**** Alıntılanan Metin
Son birkaç yıldır, Türkiye siyasal, sosyal ve ekonomik kriz yaşamın her alanda  kendisini hissettiriyor. Ülkenin ve halkın dayanma, direnme gücü minimum düzeye gelmiş bulunuyor. Bir yıldan fazladır tüm dünyayı kasıp kavuran pandeminin yarattığı ekonomik kriz toplumun özellikle alt katmanlarını çok ciddi oranda etkiledi. Öyle ki, işsizlikten ve yoksulluktan bunalarak intihar edenlerin sayısı her geçen gün artmaya devam etmeye başladı. Bu süreci yaratan iktidar da alternatif olduğunu söyleyen muhalefet de kalıcı çözümler üretemiyor. İktidarın küçük ortağı çözüm önerisi ‘askıda ekmek’ oldu. İktidarda esnafa aylık 500-1000 TL verme kararı aldı. Her ikisi de halkı dilenci konumuna getiriyor. Muhalefette belediyeleri aracılığıyla ucuz ekmek, gıda yardımı gibi geçici çözümler öneriyor. Hiç kimse krizin gerçek nedeni ve çıkış yolunu gösteremiyor. İktidar da muhalefet de sorunların ana kaynağına inip kalıcı çözümler üretemiyor.
********
Lütfen yukarıdaki kriz metnine göre şu soruları yanıtlayın:
(a) İktidarın küçük ortağının çözüm önerisi ne oldu?
(b) İktidar esnafa aylık ne kadar para verme kararı aldı?
(c) Muhalefet belediyeleri aracılığıyla hangi çözümleri öneriyor?
**** Çıkarılan Malzeme
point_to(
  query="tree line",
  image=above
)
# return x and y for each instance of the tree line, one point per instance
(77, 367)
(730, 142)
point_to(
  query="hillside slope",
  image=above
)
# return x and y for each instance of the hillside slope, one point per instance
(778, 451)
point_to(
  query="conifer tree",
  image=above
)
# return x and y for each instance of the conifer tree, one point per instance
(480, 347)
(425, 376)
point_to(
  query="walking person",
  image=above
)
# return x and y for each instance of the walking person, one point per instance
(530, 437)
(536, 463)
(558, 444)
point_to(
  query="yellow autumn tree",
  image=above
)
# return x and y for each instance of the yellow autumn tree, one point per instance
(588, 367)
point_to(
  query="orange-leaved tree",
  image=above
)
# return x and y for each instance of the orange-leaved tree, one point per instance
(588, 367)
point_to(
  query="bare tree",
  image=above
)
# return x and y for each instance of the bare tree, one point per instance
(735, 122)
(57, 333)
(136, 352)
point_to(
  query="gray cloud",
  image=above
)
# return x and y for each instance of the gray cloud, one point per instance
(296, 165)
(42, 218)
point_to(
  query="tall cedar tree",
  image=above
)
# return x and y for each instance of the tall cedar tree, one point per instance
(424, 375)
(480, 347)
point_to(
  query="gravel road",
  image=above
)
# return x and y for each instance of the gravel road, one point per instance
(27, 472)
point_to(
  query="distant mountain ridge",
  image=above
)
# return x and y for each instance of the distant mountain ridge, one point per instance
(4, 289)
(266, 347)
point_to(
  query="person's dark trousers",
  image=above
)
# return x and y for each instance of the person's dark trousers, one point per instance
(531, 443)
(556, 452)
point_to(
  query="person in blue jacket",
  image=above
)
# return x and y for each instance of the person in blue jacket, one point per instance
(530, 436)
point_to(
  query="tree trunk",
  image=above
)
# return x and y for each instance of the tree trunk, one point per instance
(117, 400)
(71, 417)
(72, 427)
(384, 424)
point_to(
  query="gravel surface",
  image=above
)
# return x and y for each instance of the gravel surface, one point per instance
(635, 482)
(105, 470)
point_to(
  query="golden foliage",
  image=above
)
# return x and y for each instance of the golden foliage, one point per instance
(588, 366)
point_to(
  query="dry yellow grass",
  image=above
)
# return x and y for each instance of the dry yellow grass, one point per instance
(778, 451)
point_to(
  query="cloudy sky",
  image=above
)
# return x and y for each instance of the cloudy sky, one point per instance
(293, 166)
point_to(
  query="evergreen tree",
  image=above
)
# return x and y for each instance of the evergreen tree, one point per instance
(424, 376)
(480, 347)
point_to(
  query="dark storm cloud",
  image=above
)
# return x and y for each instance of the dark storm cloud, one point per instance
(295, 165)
********
Alıştırmanın Çözümü:
(a) 'Askıda ekmek'.
(b) Aylık 500-1000 TL.
(c) Ucuz ekmek ve gıda yardımı gibi geçici çözümler.